● TUJUAN TUGAS A
Cetak ulang bagian teks pilihan dari "Sebagai bukti, banyak" sampai "Islam melawan kapitalisme?" tanpa mengubah satu kata pun.
● TUJUAN TUGAS B
Menurut teks pilihan, dengan apa makanan cepat saji seperti MC Donald dapat dengan mudah ‘mengelabui’ masyarakat agama?
● TUJUAN TUGAS C
Tentukan apakah setiap pernyataan berikut sesuai dengan teks pilihan. Jawab ya atau tidak, lalu kutip kata-kata teks yang menjadi penentunya.
(i) Fenomena "Haji Plus" disebut sebagai contoh kekuatan pasar yang menjajah sakralitas haji.
(ii) Slogan "kapitalisme di ujung kematian dan Islam di depan mata" dapat meyakinkan secara paradigmatik tentang jalan baru pasca-kapitalisme.
(iii) Pertarungan bisnis dalam fenomena haji terjadi antar sesama biro travel.

Apakah dengan krisis global yang sedang dialami dunia akhir-akhir ini dapat dikatakan bahwa kapitalisme telah meredup dan karenanya ia sedang menjemput ajalnya? Lalu dengan mudah dan sederhana kita mengatakan, “kapitalisme di ujung kematian dan Islam di depan mata”? Andaikan kita percaya dengan asumsi yang dibangun di atas, maka slogan seperti itu hanya dapat membangunkan emosi tanpa dapat meyakinkan secara paradigmatik tentang jalan baru pasca-kapitalisme.
Sebagai bukti, banyak wilayah keagamaan yang tidak dapat mempertahankan sifat esensialnya karena interfensi pasar sebagai ciri dari kapitalisme. Fenomena “Haji Plus” adalah contah paling seksi betapa kekuatan pasar (the power of market) dengan mudah menjajah sakralitas haji menjadi hanya sebuah fenomena wisata dengan fasilitas yang semakin bersaing dan ajang pertarungan bisnis antar sesama biro travel. Makanan cepat saji seperti MC Donald sebagai produk dari kerja kapitalisme, dapat dengan mudah ‘mengelabui’ masyarakat agama hanya dengan sertifikat halal dari MUI. Lantas dengan cara apa Islam melawan kapitalisme?

● DATA TERKUMPUL
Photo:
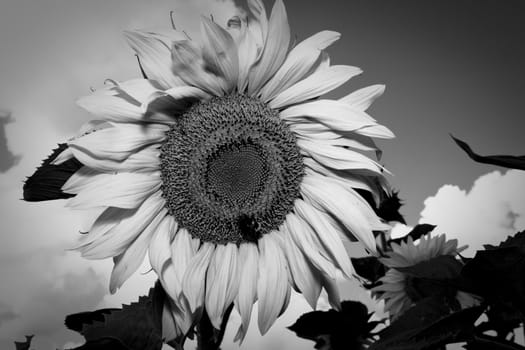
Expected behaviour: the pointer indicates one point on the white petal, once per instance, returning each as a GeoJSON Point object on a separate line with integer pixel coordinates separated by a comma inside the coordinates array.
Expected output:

● JAWABAN LENGKAP A
Sebagai bukti, banyak wilayah keagamaan yang tidak dapat mempertahankan sifat esensialnya karena interfensi pasar sebagai ciri dari kapitalisme. Fenomena “Haji Plus” adalah contah paling seksi betapa kekuatan pasar (the power of market) dengan mudah menjajah sakralitas haji menjadi hanya sebuah fenomena wisata dengan fasilitas yang semakin bersaing dan ajang pertarungan bisnis antar sesama biro travel. Makanan cepat saji seperti MC Donald sebagai produk dari kerja kapitalisme, dapat dengan mudah ‘mengelabui’ masyarakat agama hanya dengan sertifikat halal dari MUI. Lantas dengan cara apa Islam melawan kapitalisme?

● JAWABAN LENGKAP B
Hanya dengan sertifikat halal dari MUI.

● JAWABAN LENGKAP C
(i) Ya: "kekuatan pasar (the power of market) dengan mudah menjajah sakralitas haji"
(ii) Tidak: "slogan seperti itu hanya dapat membangunkan emosi tanpa dapat meyakinkan secara paradigmatik tentang jalan baru pasca-kapitalisme"
(iii) Ya: "ajang pertarungan bisnis antar sesama biro travel"